[Description of the task]
Print the entries below verbatim, starting at the line that contains "Could you provide the mask of every instance of the <item>hazy" and ending at the line that contains "M0 51L463 43L461 0L0 0Z", with both of those lines included.

[Information given]

■ ■ ■ ■ ■

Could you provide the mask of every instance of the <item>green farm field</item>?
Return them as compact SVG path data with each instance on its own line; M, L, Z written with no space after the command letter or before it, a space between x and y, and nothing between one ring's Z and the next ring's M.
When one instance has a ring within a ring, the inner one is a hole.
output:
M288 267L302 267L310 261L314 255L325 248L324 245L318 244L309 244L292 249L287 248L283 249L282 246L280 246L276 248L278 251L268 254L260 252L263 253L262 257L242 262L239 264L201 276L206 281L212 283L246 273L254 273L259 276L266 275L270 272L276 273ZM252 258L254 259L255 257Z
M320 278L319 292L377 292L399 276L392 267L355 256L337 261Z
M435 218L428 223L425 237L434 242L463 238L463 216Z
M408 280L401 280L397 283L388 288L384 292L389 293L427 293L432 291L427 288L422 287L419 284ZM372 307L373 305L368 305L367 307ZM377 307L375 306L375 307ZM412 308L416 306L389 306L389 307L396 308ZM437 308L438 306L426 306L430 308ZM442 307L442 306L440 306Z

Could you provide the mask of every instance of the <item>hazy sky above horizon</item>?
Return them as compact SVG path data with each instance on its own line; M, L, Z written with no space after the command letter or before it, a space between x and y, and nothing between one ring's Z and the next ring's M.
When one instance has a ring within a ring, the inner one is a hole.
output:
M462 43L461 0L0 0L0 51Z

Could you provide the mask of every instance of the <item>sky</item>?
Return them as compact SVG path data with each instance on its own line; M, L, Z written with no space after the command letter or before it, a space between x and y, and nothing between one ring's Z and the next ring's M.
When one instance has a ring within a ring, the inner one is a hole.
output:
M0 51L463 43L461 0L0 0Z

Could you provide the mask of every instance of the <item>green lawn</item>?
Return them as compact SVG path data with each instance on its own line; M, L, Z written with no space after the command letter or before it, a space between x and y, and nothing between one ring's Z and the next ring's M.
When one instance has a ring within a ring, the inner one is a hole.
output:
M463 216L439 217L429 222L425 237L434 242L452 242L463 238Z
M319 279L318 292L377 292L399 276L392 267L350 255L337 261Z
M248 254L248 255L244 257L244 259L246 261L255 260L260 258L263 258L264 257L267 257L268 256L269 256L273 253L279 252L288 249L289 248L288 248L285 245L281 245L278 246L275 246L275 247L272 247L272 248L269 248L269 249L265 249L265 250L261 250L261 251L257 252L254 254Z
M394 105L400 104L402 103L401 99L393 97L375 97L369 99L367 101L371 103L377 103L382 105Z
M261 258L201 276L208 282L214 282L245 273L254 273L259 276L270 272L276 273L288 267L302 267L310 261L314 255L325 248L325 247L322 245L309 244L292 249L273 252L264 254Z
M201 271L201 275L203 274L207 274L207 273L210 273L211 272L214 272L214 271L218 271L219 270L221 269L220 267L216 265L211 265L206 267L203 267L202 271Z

■ ■ ■ ■ ■

[Solution]
Could you provide the mask of every instance of the <item>hazy sky above horizon</item>?
Return them as compact SVG path data with each instance on its own line; M, L, Z written with no space after the command letter or before it, a space between x and y, and nothing between one ring's Z and the next ring's M.
When one instance has a ring within a ring, the inner one is a hole.
output:
M462 43L461 0L0 0L0 51Z

Could you provide the mask of every instance of the <item>sky</item>?
Return them as compact SVG path data with each instance on its own line; M, L, Z written with no space after the command letter or before it, a space between x and y, and nothing between one ring's Z and the next ring's M.
When one instance has a ring within a ring, the inner one is a hole.
output:
M0 51L463 43L461 0L0 0Z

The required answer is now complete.